#### [Exercise brief]
Extend the court decision about the railroad brakeman's death, picking up after its final sentence.

#### [Passage provided]
══════

The St. Louis & San Francisco Railroad Company v. Johnson

Decision Date09 June 1906
Docket Number14,622
CourtKansas Supreme Court
PartiesTHE ST. LOUIS & SAN FRANCISCO RAILROAD COMPANY v. SARAH E. JOHNSON

Decided January, 1906.

Error from Johnson district court; WINFIELD H. SHELDON, judge.

STATEMENT.

SARAH E. JOHNSON brought an action against the plaintiff in error to recover for the death of her son, William A. Johnson, a brakeman, who was killed while in the employ of the railroad company near Scullin, in the Indian Territory. She recovered a verdict and judgment for $ 2000, and the company prosecutes this proceeding in error.

William A. Johnson was thirty-six years of age at the time of his death, and unmarried. He had for a number of years been the chief support of his mother, the defendant in error, who was a widow aged sixty-five years. This was his first trip in the employ of the plaintiff in error, although he had had twelve years' experience as a brakeman. He was head brakeman of a freight-train made up at Sapulpa, I. T., on the 6th of November, 1902, which left that point at about four o'clock in the afternoon for Sherman, Tex. The train was composed of about twenty box cars, flat cars and coal-cars (some loaded and some empty), an engine and a caboose. The train crew consisted of the conductor, who had sole charge of the train, the head and rear brakemen, the engineer, and the fireman. The deceased had nothing to do with making up the train at Sapulpa. About midway of the train was a "Frisco" box car (No. 7706), and next to it on the south was a flat car loaded with steel rails. At Sapulpa where the train was made up, and at Francis the plaintiff in error had inspectors and repair-shops, where light repairs were made.

The deceased started from the caboose about two o'clock in the morning of November 7 in the performance of his duties which required him to pass over the tops of the cars to reach the head of the train. He was last seen by Roy Gardner, the rear brakeman, who was in the cupola of the caboose and who was the principal witness for the plaintiff. Gardner testified that he was watching deceased, and that when the latter reached a point about where box car No. 7706 was witness saw a light, supposed to be the lantern carried by Johnson, suddenly disappear down to the ground on the right side of the train, as it was going south, just below the station of Scullin. At the next station Johnson was missing and the conductor inquired of the witness about him and both looked for him. Gardner then told the conductor that Johnson would be found about a mile and a half south of Scullin, near a certain bridge. The conductor procured an extra engine and went back and found the body, badly mangled, and lying in the center of the track at the place where Gardner saw the lantern fall. The flanges of the wheels and the brake-beams on the west side of car No. 7706 showed the blood marks, while there were no marks on those on the east side.

The petition set up a number of negligent acts on the part of the railroad company, the chief of which was that car No. 7706 was in a defective and dangerous condition because the grab-iron or handhold at the top of the car on the right-hand corner of the forward, or south, end was missing, and the foot-rest or grab-iron on the end of this car near the bottom was mashed in flat against the end of the car, so that a brakeman could not in the night-time find a place for his feet to rest while swinging around from the side ladder to the end of the car so as to reach the flat car, which was lower; and in putting such defective and dangerous car into the train for the use of brakemen and permitting it to remain in the train in such condition; also in failing reasonably and properly to inspect such car at Sapulpa before it was put in the train, and at other stations along the line of plaintiff in error's road; in failing to provide sufficient inspectors at such stations, and in the failure to warn the deceased of the defective and dangerous condition of the car, or to have it marked as a bad-order car.

══════

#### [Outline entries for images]
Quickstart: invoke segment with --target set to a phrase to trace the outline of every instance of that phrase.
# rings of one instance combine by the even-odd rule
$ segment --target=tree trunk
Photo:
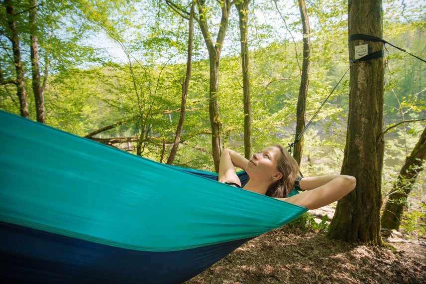
[[[209,51],[209,59],[210,68],[210,84],[209,88],[210,101],[209,112],[210,116],[210,124],[212,126],[212,148],[213,153],[213,161],[216,171],[219,170],[219,160],[222,152],[221,131],[222,121],[219,114],[219,106],[217,102],[217,93],[219,86],[219,60],[220,51],[225,34],[228,28],[228,19],[229,10],[233,2],[230,0],[224,0],[220,2],[222,15],[220,25],[215,42],[213,42],[209,31],[207,22],[205,16],[206,11],[205,0],[197,1],[200,19],[198,20],[204,41]]]
[[[15,11],[11,0],[4,0],[3,4],[6,6],[7,23],[11,32],[10,40],[12,41],[13,50],[13,63],[16,71],[16,95],[19,99],[20,114],[21,116],[28,118],[29,115],[25,91],[25,70],[21,60],[21,51],[16,21],[15,19]]]
[[[411,154],[405,160],[392,188],[393,192],[382,215],[382,228],[398,230],[404,209],[404,202],[411,191],[419,173],[425,166],[426,159],[426,128]]]
[[[381,0],[349,0],[349,35],[363,33],[382,37]],[[383,49],[381,42],[368,44],[369,53]],[[380,58],[351,64],[347,133],[341,173],[355,176],[356,187],[337,203],[328,236],[349,242],[382,245],[380,209],[384,142],[383,128],[384,60]]]
[[[45,123],[44,96],[42,92],[38,60],[38,42],[37,37],[37,0],[32,0],[33,8],[29,10],[31,23],[31,65],[32,69],[32,90],[35,100],[37,121]],[[47,62],[46,62],[47,64]]]
[[[235,3],[238,11],[242,69],[243,104],[244,105],[244,155],[251,156],[251,102],[250,87],[248,42],[247,41],[248,5],[250,0],[240,0]]]
[[[189,86],[189,80],[191,77],[191,58],[192,56],[192,46],[193,46],[193,37],[194,30],[194,2],[191,6],[191,12],[189,18],[189,35],[188,36],[188,60],[187,61],[187,71],[186,75],[184,78],[184,82],[182,84],[182,104],[181,105],[181,115],[179,117],[179,122],[178,123],[178,127],[176,129],[176,134],[175,136],[175,142],[173,143],[173,146],[172,147],[172,150],[170,151],[170,155],[167,159],[166,163],[168,164],[172,164],[173,162],[173,159],[175,158],[175,155],[178,151],[178,147],[179,146],[179,142],[181,141],[181,133],[182,133],[182,126],[184,124],[184,120],[185,116],[185,111],[186,110],[186,99],[187,95],[188,94],[188,90]]]
[[[309,18],[308,17],[306,2],[305,0],[299,0],[299,6],[300,8],[300,15],[303,27],[303,61],[302,67],[302,78],[297,101],[295,139],[297,139],[299,135],[305,129],[306,98],[308,96],[308,88],[309,86],[309,59],[311,57],[311,28],[309,27]],[[298,142],[295,145],[296,154],[295,158],[299,165],[300,165],[302,155],[303,153],[303,144],[304,138],[303,136],[302,136]]]

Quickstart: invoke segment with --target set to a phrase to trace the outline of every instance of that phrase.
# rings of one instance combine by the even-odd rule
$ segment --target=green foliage
[[[320,222],[317,223],[314,216],[308,212],[305,212],[296,220],[287,224],[286,226],[290,230],[326,232],[328,228],[327,221],[328,217],[326,215],[322,217]]]
[[[17,11],[29,7],[29,2],[15,2]],[[302,25],[296,2],[277,1],[281,14],[274,1],[251,2],[248,39],[252,150],[255,151],[276,142],[287,145],[294,140],[302,60]],[[189,10],[191,1],[175,2]],[[307,121],[348,67],[347,1],[313,0],[307,4],[312,56]],[[211,33],[218,30],[219,8],[213,1],[207,1],[203,20],[208,21]],[[384,38],[425,58],[424,8],[420,2],[403,6],[384,0],[383,24]],[[123,124],[97,137],[137,138],[142,142],[140,154],[159,160],[163,141],[173,140],[179,120],[188,20],[159,0],[52,0],[40,6],[38,12],[40,63],[42,69],[48,63],[49,69],[45,93],[47,124],[84,136],[124,120]],[[5,14],[2,6],[0,17],[5,18]],[[22,13],[17,20],[30,115],[34,118],[27,15]],[[10,60],[11,45],[4,35],[9,31],[4,21],[1,25],[0,70],[4,78],[13,79],[15,71]],[[196,23],[194,32],[192,73],[182,133],[185,144],[180,145],[175,163],[212,170],[208,52]],[[217,96],[224,144],[243,152],[238,33],[236,11],[233,8],[219,65]],[[215,38],[217,34],[211,36]],[[385,125],[425,117],[426,65],[392,47],[387,48]],[[340,171],[345,142],[348,78],[348,74],[305,134],[302,171],[305,175]],[[1,87],[0,109],[19,113],[15,87]],[[385,195],[391,190],[421,129],[420,123],[404,124],[385,136]],[[136,153],[134,141],[114,145]],[[166,157],[170,148],[170,144],[166,144]],[[421,192],[421,185],[426,183],[424,175],[418,178],[414,193]]]
[[[401,228],[404,234],[416,236],[419,238],[426,236],[426,204],[410,212],[406,212],[401,221]]]

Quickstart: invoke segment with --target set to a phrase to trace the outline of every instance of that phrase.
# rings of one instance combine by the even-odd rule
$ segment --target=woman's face
[[[278,148],[267,147],[253,155],[249,160],[245,171],[250,178],[271,180],[271,177],[281,174],[277,168],[278,161],[281,155],[281,151]]]

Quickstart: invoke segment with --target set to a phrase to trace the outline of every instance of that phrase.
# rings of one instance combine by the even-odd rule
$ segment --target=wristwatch
[[[300,181],[302,180],[302,178],[303,178],[303,176],[298,176],[296,178],[296,179],[294,181],[294,188],[296,190],[303,190],[303,189],[300,188]]]

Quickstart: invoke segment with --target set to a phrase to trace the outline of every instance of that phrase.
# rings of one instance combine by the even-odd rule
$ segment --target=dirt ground
[[[393,248],[350,245],[284,227],[248,242],[185,284],[426,283],[425,240],[383,238]]]

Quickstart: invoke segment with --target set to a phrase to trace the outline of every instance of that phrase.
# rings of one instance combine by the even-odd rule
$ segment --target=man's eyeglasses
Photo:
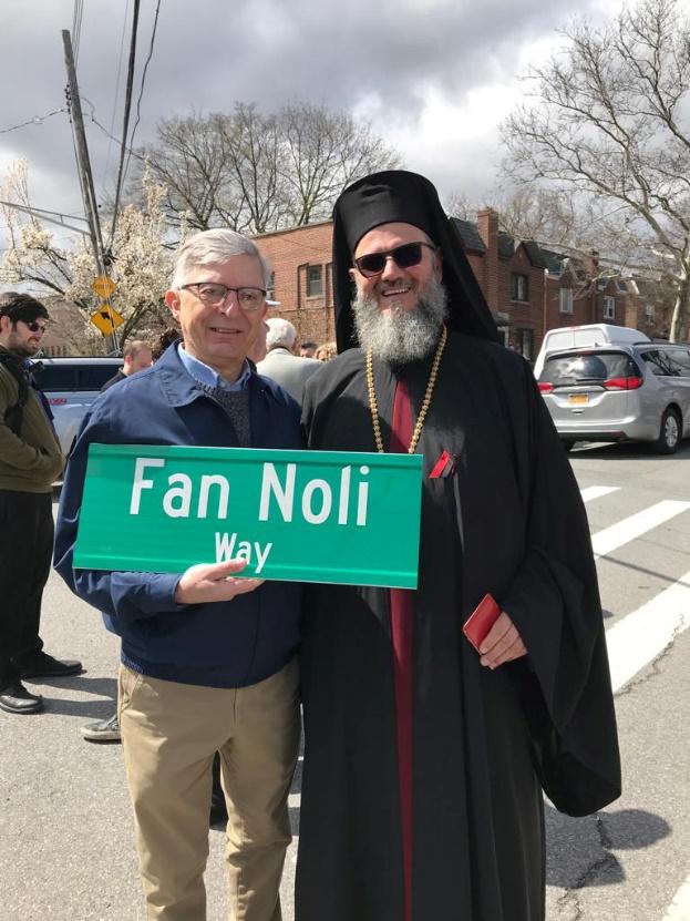
[[[264,288],[228,288],[227,285],[217,285],[215,282],[194,282],[179,287],[181,290],[193,290],[207,307],[223,306],[230,291],[235,291],[240,308],[248,313],[258,310],[266,300]]]
[[[364,278],[373,278],[374,275],[381,275],[389,259],[392,259],[399,268],[412,268],[419,265],[422,262],[423,246],[436,252],[436,247],[431,243],[403,243],[402,246],[385,249],[383,253],[367,253],[353,262]]]
[[[47,324],[39,323],[38,320],[31,320],[31,323],[28,323],[28,320],[23,320],[23,323],[29,327],[31,332],[41,332],[42,334],[42,332],[45,332],[45,330],[48,328]]]

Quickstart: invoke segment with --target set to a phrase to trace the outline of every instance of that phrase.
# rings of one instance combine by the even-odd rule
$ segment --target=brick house
[[[534,359],[543,336],[544,269],[539,247],[498,231],[486,209],[477,225],[453,218],[470,264],[496,317],[504,341]],[[255,237],[274,268],[271,300],[300,341],[334,339],[330,221]]]
[[[534,360],[544,336],[546,260],[540,248],[500,231],[491,208],[477,214],[476,224],[452,222],[503,341]]]
[[[331,239],[330,221],[255,237],[274,268],[268,297],[280,306],[270,313],[293,324],[300,342],[336,338]]]
[[[452,218],[472,270],[503,341],[528,360],[537,356],[544,330],[608,323],[632,326],[650,338],[668,337],[670,285],[621,278],[603,268],[593,252],[571,256],[498,228],[491,208],[476,223]],[[330,221],[255,237],[274,267],[270,299],[278,316],[297,328],[300,341],[336,338]]]

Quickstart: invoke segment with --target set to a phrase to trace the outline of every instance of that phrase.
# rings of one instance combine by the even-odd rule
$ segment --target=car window
[[[639,370],[635,361],[622,351],[573,352],[547,358],[539,381],[568,387],[636,375]]]
[[[41,390],[76,390],[76,373],[73,365],[43,365],[35,376]]]
[[[79,390],[100,390],[106,380],[115,377],[119,366],[80,365],[76,369]]]
[[[673,349],[667,356],[677,377],[690,377],[690,351]]]
[[[677,368],[673,368],[668,354],[661,349],[643,351],[640,357],[642,361],[649,365],[649,369],[652,375],[656,375],[657,377],[678,377],[680,373]]]
[[[106,380],[117,373],[115,364],[99,365],[48,365],[37,373],[37,383],[45,393],[60,390],[65,392],[99,391]]]

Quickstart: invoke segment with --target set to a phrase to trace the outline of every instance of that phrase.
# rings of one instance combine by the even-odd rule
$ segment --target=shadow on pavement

══════

#### [The output]
Car No. 7706, like all other box cars, was provided with handholds and grab-irons. These words are used interchangeably, but, strictly speaking, handholds are on the side or top of a car and grab-irons are on the ends. They are made of an ordinary piece of iron rod, about half an inch thick, about a foot long, turned down at the ends, and bolted or screwed onto the car. They are located at the right- and left-hand corners of the car (diagonally), facing in the direction the car is going. The ones on top of car No. 7706, going south in the train as it was at the time of the accident, were, or should have been, at the southwest and northeast corners, respectively. The top handhold at the southwest corner of the car, which was missing, should have been about six inches from the south end of the car and from eight to sixteen inches from the west side. This was to enable one to get down from the top of the car to the side, or vice versa. On the west side, at the southwest corner, there was a ladder which consisted of five or six handholds about fifteen inches apart. The grab-iron at the southwest corner was on the south end of the car, about a foot from the bottom of the car, and the same distance, perhaps, east from the corner and about six feet from the top. A person getting down from the top of the car, therefore, was not supposed to go over the end of the car, but down on the side and then around the end of the car. The handhold at the northeast corner of this car was also gone, and the brake-staff at the south end was badly bent; but, except as showing the general condition of the car, these defects are not important, for the reason that the deceased would, in the ordinary course, have used the ladder at the southwest corner and the foot-rest on the end of the car to reach the flat car ahead.

It was the theory of the plaintiff that Johnson attempted to descend by the ladder or grab-irons of the box car at this corner, and to swing himself around to the end of the car to place his feet on the grab-iron or foot-hold, and that, the only foot-rest being mashed flat against the woodwork of the car, the weight of his body carried him down and between the cars. The fact that the blood marks were all found on the gearing on that side of this and the following cars in the train tended to support this theory. There was also some evidence of the trainmen that the paint on the end of this box car showed shoe marks, or scratches, indicating an attempt by some person to find a resting place for the feet near where the foot-rest should have been. The defective condition of this car was repaired by the railroad company immediately on its arrival at Sherman, Tex. The evidence established that the deceased was an intelligent, sober and capable brakeman.

Judgment affirmed.

SYLLABUS

SYLLABUS BY THE COURT.

1. EVIDENCE--Presumption as to Common Law of Another Jurisdiction. In the absence of evidence to the contrary this court will assume the common law of the Indian Territory to be the same as the common law in force in Kansas.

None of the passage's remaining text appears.